**AIM OF THE EXERCISE**
From the entries that follow, list every line in which the string "target" appears.

──────── GIVEN ENTRIES

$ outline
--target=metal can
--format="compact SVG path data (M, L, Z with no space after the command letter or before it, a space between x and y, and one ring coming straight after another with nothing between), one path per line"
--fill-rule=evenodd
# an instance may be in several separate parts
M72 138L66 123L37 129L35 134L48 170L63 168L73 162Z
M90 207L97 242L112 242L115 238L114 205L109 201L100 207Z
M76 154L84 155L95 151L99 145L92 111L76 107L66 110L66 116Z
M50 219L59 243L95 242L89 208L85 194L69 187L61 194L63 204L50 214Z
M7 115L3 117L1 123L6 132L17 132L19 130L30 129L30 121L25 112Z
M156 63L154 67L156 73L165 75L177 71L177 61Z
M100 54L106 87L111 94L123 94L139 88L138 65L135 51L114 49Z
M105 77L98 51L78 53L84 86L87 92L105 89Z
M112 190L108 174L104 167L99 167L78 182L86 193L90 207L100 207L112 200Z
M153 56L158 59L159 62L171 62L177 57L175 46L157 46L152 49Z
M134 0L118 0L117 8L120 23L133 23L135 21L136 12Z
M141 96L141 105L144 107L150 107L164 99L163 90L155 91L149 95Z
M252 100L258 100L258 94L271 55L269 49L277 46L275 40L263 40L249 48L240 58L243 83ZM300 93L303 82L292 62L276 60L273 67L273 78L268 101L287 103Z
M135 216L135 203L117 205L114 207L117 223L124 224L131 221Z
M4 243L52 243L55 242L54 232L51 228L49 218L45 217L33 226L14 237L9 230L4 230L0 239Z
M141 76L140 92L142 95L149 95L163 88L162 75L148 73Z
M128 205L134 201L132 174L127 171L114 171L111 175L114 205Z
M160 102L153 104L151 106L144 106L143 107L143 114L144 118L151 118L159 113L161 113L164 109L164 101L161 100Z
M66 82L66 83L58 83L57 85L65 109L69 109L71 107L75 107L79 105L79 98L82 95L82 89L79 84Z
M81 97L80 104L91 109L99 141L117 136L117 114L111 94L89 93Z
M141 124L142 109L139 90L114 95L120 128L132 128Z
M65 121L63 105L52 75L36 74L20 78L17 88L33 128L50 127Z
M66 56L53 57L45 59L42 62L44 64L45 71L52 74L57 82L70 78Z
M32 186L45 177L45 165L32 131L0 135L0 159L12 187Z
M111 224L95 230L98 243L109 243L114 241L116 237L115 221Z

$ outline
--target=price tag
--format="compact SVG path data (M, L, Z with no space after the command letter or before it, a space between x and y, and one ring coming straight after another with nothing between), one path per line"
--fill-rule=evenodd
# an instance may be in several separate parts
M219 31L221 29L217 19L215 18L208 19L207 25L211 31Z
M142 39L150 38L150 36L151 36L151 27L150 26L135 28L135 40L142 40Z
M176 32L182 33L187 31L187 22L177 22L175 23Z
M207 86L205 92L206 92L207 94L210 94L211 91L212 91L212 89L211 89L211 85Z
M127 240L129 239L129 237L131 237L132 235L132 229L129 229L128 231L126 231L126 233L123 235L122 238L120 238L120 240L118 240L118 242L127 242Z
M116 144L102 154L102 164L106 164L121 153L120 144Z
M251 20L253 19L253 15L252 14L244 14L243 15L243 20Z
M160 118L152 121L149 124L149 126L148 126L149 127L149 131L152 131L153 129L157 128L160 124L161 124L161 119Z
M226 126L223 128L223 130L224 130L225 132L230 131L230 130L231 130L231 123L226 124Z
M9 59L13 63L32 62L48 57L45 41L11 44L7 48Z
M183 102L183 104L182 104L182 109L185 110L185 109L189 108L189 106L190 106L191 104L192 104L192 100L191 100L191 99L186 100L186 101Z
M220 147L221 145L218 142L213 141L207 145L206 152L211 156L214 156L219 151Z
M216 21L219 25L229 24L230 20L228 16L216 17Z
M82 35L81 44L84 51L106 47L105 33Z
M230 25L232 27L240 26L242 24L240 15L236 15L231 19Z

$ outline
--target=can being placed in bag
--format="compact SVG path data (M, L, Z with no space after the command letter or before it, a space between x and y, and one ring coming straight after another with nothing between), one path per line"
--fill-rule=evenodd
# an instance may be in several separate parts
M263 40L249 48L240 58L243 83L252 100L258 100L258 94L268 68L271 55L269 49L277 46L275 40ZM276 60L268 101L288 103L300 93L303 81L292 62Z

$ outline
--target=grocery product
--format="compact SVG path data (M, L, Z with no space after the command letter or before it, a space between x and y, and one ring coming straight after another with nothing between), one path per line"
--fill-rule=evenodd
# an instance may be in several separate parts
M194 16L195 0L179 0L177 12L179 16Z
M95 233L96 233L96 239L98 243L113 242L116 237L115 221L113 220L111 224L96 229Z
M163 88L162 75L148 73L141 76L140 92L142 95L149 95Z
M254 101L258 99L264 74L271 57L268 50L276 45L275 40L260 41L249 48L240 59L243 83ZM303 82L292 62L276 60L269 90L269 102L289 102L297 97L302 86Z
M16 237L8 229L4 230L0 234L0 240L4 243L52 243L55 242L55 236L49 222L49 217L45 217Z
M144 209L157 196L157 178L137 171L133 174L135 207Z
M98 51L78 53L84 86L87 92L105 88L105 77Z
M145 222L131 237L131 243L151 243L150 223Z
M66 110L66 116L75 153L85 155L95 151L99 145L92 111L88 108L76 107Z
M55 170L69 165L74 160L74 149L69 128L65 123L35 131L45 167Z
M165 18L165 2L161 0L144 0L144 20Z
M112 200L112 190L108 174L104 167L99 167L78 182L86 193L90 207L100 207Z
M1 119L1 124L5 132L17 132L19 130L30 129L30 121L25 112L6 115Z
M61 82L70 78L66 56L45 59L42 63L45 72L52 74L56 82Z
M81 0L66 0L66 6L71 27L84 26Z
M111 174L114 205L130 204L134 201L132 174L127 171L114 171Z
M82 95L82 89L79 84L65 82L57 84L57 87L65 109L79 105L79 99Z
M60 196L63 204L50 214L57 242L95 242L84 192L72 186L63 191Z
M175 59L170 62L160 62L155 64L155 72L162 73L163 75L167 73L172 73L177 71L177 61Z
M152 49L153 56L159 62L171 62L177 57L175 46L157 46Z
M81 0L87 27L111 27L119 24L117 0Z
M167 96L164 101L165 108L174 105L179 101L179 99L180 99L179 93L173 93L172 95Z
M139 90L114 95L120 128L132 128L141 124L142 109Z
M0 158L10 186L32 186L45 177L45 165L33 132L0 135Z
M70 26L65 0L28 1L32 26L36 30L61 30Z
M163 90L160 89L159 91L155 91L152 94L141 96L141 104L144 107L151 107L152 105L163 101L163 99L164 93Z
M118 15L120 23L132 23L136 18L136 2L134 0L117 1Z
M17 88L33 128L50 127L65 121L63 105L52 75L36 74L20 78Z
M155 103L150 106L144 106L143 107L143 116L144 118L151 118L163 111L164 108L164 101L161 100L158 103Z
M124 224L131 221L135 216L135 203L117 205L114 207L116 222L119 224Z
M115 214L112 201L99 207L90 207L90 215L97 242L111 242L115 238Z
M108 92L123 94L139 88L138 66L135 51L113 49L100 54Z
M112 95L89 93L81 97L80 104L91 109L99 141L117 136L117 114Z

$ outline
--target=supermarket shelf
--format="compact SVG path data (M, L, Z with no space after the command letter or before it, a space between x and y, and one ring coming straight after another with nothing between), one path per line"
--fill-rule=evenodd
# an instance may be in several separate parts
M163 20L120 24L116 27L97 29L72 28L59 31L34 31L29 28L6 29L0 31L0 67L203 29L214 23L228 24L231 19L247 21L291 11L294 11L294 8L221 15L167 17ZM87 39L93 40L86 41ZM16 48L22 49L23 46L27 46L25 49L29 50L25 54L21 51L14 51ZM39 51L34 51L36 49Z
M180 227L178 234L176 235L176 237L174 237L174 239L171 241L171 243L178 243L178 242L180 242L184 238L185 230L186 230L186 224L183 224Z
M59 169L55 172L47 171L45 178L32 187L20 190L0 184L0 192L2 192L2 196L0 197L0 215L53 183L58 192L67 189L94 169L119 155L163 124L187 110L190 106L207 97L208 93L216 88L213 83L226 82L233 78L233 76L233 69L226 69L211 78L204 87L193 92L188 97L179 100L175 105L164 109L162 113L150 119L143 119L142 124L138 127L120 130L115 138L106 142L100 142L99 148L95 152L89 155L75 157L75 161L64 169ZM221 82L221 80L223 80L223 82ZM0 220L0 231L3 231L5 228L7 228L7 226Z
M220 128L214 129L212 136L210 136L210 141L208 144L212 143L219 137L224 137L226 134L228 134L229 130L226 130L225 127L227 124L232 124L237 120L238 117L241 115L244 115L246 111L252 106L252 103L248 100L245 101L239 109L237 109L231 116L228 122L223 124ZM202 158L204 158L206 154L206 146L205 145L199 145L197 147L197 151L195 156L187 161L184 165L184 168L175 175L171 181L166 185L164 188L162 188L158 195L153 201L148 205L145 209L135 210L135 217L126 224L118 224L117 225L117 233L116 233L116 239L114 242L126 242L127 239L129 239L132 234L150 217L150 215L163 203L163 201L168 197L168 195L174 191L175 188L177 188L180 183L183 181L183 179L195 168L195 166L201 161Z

────────────────

**COMPLETED EXERCISE**
--target=metal can
--target=price tag
--target=can being placed in bag
--target=grocery product
--target=supermarket shelf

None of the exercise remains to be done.